Stored rows:

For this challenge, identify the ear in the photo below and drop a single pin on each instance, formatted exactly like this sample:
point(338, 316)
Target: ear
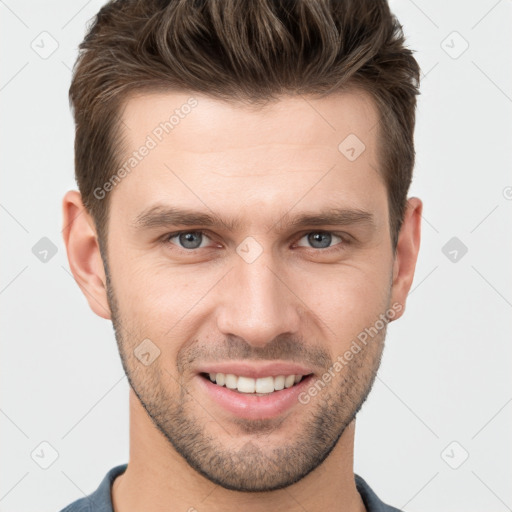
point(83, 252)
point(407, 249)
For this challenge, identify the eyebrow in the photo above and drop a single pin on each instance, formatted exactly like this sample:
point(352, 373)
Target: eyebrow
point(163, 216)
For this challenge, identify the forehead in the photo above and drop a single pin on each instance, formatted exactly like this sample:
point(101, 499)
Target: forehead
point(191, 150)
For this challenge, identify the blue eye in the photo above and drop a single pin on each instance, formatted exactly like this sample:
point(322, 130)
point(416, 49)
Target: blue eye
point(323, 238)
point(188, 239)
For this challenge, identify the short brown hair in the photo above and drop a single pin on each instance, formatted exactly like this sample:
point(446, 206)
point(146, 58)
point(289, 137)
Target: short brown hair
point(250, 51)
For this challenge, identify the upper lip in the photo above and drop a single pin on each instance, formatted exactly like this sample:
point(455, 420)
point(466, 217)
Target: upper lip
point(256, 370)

What you need to do: Could you rescale the lines between the one holding "For this challenge, identify the short" and the one holding "point(250, 51)", inclusive, by writing them out again in full with every answer coordinate multiplied by 2.2 and rounded to a whole number, halves rounding up? Keep the format sample coordinates and all other wording unchanged, and give only those lines.

Finished task:
For this challenge, identify the short brown hair in the photo above and drop a single pin on each instance, formatted exactly like this sample:
point(446, 206)
point(146, 58)
point(289, 137)
Target: short brown hair
point(550, 112)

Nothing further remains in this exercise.